**Aim**
Using the records below, copy out exactly the line that contains "man in white" and every line that follows it, up to and including the last, and no others.

----- Records -----

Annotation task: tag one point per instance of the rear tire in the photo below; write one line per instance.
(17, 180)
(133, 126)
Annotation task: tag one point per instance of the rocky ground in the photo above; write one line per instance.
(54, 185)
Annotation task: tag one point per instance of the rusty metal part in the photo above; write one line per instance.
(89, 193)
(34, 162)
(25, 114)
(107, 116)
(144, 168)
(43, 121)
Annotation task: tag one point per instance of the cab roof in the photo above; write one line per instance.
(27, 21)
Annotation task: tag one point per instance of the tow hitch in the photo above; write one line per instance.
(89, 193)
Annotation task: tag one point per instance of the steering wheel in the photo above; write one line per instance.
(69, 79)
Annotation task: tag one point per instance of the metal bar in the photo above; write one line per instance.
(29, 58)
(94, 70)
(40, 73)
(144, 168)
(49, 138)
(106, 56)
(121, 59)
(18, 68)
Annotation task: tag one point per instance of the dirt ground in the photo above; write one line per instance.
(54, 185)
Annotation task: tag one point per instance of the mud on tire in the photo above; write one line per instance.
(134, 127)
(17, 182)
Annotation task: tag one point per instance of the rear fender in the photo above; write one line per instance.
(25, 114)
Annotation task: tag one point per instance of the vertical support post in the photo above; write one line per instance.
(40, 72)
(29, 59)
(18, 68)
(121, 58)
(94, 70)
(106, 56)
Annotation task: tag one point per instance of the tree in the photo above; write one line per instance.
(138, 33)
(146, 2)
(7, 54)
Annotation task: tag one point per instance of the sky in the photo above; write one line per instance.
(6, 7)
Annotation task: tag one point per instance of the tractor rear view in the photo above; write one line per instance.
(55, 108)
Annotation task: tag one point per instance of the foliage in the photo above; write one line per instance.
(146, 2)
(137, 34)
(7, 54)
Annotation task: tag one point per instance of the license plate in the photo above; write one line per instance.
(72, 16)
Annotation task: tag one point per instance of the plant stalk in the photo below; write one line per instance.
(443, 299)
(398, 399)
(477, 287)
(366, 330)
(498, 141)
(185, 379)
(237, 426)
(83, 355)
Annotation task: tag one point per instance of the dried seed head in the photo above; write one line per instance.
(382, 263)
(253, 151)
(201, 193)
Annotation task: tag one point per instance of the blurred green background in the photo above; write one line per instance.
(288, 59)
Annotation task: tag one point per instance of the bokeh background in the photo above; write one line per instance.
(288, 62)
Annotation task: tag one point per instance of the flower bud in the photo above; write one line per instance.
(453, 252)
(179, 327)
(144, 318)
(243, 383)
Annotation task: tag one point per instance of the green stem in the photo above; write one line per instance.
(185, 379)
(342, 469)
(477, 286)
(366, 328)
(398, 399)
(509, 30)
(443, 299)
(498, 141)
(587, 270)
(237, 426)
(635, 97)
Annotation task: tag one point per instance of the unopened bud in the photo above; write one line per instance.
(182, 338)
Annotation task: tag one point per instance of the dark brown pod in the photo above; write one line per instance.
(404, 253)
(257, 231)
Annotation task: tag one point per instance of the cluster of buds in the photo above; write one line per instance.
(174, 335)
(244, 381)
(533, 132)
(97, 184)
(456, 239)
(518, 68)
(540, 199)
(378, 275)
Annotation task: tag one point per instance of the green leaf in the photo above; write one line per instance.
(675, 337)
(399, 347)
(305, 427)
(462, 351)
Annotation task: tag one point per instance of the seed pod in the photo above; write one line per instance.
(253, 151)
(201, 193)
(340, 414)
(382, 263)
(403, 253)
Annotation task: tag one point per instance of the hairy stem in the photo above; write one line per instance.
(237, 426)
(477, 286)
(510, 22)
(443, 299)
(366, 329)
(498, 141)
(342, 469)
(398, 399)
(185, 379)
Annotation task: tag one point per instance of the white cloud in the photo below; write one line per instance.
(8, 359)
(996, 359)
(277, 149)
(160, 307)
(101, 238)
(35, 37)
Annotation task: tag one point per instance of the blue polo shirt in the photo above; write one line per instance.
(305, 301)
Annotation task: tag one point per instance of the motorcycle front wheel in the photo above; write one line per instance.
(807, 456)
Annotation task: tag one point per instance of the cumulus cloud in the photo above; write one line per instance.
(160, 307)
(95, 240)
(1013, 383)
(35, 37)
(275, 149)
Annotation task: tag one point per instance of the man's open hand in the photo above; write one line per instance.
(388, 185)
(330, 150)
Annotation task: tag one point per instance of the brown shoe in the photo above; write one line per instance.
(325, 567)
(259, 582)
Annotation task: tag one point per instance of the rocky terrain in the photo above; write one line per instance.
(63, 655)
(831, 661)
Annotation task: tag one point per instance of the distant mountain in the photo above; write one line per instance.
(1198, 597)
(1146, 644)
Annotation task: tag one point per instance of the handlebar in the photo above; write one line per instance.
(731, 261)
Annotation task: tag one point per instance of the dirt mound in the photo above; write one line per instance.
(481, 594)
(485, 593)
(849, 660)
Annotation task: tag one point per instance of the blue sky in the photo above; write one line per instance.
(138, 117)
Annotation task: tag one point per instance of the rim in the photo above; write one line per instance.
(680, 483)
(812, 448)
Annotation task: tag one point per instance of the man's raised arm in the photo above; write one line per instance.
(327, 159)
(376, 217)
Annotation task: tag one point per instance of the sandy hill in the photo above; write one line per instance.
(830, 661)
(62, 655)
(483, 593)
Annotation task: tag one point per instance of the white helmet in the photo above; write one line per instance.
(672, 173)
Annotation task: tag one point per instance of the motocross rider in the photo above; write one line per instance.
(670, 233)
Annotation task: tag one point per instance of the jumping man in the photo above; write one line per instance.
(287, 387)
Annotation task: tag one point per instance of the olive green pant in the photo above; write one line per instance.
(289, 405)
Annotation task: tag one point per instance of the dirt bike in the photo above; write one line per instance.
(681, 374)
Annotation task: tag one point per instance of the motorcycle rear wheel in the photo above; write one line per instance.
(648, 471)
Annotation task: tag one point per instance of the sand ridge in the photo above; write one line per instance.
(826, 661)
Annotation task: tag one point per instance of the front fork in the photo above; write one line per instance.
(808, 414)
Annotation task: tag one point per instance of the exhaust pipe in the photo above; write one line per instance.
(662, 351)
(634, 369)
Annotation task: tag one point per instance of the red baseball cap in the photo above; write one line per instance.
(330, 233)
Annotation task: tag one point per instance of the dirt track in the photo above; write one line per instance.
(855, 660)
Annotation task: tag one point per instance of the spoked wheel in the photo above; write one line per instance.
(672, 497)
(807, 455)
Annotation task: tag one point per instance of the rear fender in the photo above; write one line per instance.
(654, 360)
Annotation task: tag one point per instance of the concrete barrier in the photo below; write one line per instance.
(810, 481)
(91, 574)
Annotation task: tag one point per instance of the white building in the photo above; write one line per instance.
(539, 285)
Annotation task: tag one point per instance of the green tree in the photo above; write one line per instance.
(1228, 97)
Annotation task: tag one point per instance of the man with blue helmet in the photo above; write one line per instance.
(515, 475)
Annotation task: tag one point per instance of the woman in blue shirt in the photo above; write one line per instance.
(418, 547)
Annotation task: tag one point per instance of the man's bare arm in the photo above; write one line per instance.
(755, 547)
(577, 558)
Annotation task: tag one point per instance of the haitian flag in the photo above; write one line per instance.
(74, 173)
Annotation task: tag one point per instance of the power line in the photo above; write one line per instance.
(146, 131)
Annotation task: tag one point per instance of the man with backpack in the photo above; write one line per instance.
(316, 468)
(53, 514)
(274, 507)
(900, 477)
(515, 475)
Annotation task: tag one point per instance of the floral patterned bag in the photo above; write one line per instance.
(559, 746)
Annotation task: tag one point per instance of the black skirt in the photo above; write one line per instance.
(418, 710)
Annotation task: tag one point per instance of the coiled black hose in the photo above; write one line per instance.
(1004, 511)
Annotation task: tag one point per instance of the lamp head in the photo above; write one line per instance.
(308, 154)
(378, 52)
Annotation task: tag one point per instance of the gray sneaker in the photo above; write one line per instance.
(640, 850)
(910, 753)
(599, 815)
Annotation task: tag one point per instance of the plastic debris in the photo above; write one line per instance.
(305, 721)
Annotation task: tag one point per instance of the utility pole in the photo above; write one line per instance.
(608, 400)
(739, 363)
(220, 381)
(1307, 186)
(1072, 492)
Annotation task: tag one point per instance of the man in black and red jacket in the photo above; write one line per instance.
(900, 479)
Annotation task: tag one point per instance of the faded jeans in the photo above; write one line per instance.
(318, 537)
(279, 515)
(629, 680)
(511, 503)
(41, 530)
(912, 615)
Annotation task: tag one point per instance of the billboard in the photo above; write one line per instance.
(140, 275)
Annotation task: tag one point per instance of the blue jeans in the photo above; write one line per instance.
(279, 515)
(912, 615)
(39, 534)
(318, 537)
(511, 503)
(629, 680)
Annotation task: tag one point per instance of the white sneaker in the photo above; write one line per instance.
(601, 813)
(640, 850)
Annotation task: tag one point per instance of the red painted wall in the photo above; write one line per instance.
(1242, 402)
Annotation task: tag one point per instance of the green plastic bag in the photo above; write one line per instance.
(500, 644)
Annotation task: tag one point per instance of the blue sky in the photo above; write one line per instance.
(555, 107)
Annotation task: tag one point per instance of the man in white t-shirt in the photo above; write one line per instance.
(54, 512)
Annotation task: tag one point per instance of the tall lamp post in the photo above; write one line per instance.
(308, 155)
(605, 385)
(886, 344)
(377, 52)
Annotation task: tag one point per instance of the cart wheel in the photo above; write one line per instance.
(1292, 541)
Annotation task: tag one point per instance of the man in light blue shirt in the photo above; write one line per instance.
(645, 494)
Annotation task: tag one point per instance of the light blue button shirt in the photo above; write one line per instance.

-----

**Complete response**
Annotation task: tag one point per instance of the man in white t-shirt in the photo above; write one line per instance.
(54, 512)
Annotation task: tag one point per instance of the tall lamp post in the photo above; write one line per instance.
(308, 155)
(605, 385)
(886, 344)
(377, 52)
Annotation task: tag one point per instance of the cart wheel in the photo above; write one line per instance.
(1292, 541)
Annotation task: tag one point per instance of the man in light blue shirt in the photo above; write one line per instance.
(645, 494)
Annotation task: tag one point per instance of the light blue button shirt in the photo above; write one line per instance.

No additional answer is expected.